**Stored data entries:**
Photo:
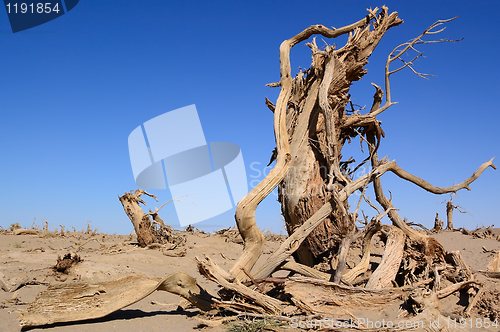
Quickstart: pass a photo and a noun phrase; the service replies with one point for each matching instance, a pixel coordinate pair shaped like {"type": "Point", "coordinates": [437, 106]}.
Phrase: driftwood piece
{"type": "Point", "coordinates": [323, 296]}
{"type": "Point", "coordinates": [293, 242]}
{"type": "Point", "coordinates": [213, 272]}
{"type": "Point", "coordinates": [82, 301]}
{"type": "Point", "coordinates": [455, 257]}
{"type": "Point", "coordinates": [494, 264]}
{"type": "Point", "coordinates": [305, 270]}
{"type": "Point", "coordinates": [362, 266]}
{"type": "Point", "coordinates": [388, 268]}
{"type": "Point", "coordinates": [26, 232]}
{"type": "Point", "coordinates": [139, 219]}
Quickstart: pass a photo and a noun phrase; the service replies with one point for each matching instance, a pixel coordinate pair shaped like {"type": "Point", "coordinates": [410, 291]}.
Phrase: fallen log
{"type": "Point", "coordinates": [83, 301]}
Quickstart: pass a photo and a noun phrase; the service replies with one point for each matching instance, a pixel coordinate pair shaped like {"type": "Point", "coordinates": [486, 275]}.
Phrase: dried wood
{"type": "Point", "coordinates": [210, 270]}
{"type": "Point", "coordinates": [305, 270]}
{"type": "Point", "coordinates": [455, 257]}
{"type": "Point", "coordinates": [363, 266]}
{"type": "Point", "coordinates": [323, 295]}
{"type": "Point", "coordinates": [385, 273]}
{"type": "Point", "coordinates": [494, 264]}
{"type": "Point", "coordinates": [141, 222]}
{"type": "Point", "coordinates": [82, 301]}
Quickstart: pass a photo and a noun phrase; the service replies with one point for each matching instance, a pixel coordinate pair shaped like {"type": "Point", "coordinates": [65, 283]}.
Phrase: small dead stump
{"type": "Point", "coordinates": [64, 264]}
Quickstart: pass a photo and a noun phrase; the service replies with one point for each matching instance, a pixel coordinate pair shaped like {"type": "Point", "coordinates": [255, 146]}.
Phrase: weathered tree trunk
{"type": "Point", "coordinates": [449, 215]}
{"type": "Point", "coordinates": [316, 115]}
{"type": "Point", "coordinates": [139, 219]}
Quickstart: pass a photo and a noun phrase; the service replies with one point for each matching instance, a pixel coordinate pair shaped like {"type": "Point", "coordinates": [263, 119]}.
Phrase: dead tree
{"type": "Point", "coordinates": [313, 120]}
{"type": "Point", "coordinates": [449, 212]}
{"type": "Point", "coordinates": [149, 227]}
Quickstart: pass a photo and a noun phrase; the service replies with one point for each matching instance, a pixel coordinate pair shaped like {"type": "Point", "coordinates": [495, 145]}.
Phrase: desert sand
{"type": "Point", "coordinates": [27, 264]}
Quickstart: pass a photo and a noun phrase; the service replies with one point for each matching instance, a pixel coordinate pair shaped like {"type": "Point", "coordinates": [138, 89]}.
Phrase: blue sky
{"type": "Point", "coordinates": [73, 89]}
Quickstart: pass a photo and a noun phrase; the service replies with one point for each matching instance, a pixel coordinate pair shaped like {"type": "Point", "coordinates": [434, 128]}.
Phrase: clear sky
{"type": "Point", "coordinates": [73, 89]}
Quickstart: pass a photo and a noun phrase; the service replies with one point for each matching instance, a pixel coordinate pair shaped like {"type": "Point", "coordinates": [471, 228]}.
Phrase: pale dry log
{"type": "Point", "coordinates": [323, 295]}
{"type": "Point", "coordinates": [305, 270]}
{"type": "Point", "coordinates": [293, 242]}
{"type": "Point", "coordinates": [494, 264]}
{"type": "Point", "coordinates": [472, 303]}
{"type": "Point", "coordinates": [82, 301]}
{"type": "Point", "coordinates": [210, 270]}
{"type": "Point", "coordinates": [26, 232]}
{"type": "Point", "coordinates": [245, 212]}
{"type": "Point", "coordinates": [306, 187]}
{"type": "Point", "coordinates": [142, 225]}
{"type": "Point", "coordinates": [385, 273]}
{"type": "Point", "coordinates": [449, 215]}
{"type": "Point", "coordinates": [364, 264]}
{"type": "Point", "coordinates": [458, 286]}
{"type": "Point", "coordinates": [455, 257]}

**YOUR GOAL:** Convert the lines above into a two-column CSV with the headers text and answer. Give one row for each text and its answer, put each in a single quoted field with line breaks replaced by spaces, and leave the pictures out.

**FINAL RESULT:**
text,answer
"Photo: Quickstart: pass a photo and a noun phrase; the service replies with one point for each matching instance, a pixel coordinate pair shaped like {""type"": ""Point"", ""coordinates"": [437, 106]}. Phrase: driftwood piece","{""type"": ""Point"", ""coordinates"": [323, 296]} {""type"": ""Point"", ""coordinates"": [293, 242]} {""type"": ""Point"", ""coordinates"": [213, 272]} {""type"": ""Point"", ""coordinates"": [82, 301]} {""type"": ""Point"", ""coordinates"": [455, 257]} {""type"": ""Point"", ""coordinates"": [494, 264]} {""type"": ""Point"", ""coordinates"": [305, 270]} {""type"": ""Point"", ""coordinates"": [362, 266]} {""type"": ""Point"", ""coordinates"": [388, 268]} {""type"": ""Point"", ""coordinates"": [26, 232]} {""type"": ""Point"", ""coordinates"": [139, 219]}"
"Quickstart: pass a photo and a noun phrase; the service replies with one point for each matching instance, a pixel coordinate pair shaped like {""type"": ""Point"", ""coordinates"": [410, 291]}. Phrase: fallen log","{""type"": ""Point"", ""coordinates"": [83, 301]}"
"Quickstart: pass a photo and a noun phrase; the service replies with one point for each matching instance, a pixel coordinate pair shaped like {""type"": ""Point"", ""coordinates"": [486, 275]}. Phrase: dried wood","{""type"": ""Point"", ""coordinates"": [210, 270]} {""type"": ""Point"", ""coordinates"": [305, 270]} {""type"": ""Point"", ""coordinates"": [455, 257]} {""type"": ""Point"", ""coordinates"": [363, 266]} {""type"": ""Point"", ""coordinates"": [323, 295]} {""type"": ""Point"", ""coordinates"": [385, 273]} {""type"": ""Point"", ""coordinates"": [494, 264]} {""type"": ""Point"", ""coordinates"": [141, 222]} {""type"": ""Point"", ""coordinates"": [82, 301]}"
"Quickstart: pass a photo and a noun phrase; the service replies with one point for each matching instance, a pixel coordinate pair shaped like {""type"": ""Point"", ""coordinates"": [65, 283]}. Phrase: small dead stump","{""type"": ""Point"", ""coordinates"": [64, 264]}"
"Quickstart: pass a photo and a noun phrase; the service replies with one point for each matching instance, a pixel coordinate pair shaped like {""type"": ""Point"", ""coordinates"": [255, 146]}. Phrase: weathered tree trunk","{""type"": ""Point"", ""coordinates"": [449, 215]} {""type"": ""Point"", ""coordinates"": [316, 115]} {""type"": ""Point"", ""coordinates"": [139, 219]}"
"Quickstart: pass a photo and a noun phrase; the service replies with one point for each matching instance, a pixel coordinate pair shaped like {""type"": ""Point"", ""coordinates"": [263, 119]}. Phrase: dead tree","{""type"": ""Point"", ""coordinates"": [313, 120]} {""type"": ""Point"", ""coordinates"": [449, 212]} {""type"": ""Point"", ""coordinates"": [149, 227]}"
"Quickstart: pass a photo and a noun phrase; the service replies with one point for each matching instance, a pixel coordinate pair shaped like {""type"": ""Point"", ""coordinates"": [495, 145]}. Phrase: desert sand","{""type"": ""Point"", ""coordinates"": [27, 264]}"
"Quickstart: pass a photo and a noun phrase; the service replies with one point for each matching instance, a pixel coordinate pair shaped like {""type"": ""Point"", ""coordinates"": [138, 89]}. Phrase: blue sky","{""type"": ""Point"", ""coordinates"": [73, 89]}"
"Quickstart: pass a photo and a noun phrase; the service replies with one point for each matching instance, a pixel coordinate pair shaped like {""type"": ""Point"", ""coordinates"": [434, 128]}. Phrase: clear sky","{""type"": ""Point"", ""coordinates"": [73, 89]}"
"Quickstart: pass a photo and a noun phrase; the service replies with one point for each matching instance, a pixel coordinate pair shaped like {""type"": ""Point"", ""coordinates"": [471, 228]}. Phrase: pale dry log","{""type"": ""Point"", ""coordinates"": [323, 295]} {""type"": ""Point"", ""coordinates"": [305, 270]} {""type"": ""Point"", ""coordinates"": [293, 242]} {""type"": ""Point"", ""coordinates"": [494, 264]} {""type"": ""Point"", ""coordinates"": [472, 303]} {""type"": ""Point"", ""coordinates"": [82, 301]} {""type"": ""Point"", ""coordinates"": [210, 270]} {""type"": ""Point"", ""coordinates"": [26, 232]} {""type"": ""Point"", ""coordinates"": [245, 212]} {""type"": ""Point"", ""coordinates"": [306, 187]} {""type"": ""Point"", ""coordinates"": [142, 225]} {""type"": ""Point"", ""coordinates"": [385, 273]} {""type"": ""Point"", ""coordinates"": [449, 215]} {""type"": ""Point"", ""coordinates"": [364, 264]} {""type"": ""Point"", ""coordinates"": [458, 286]} {""type"": ""Point"", ""coordinates"": [455, 257]}"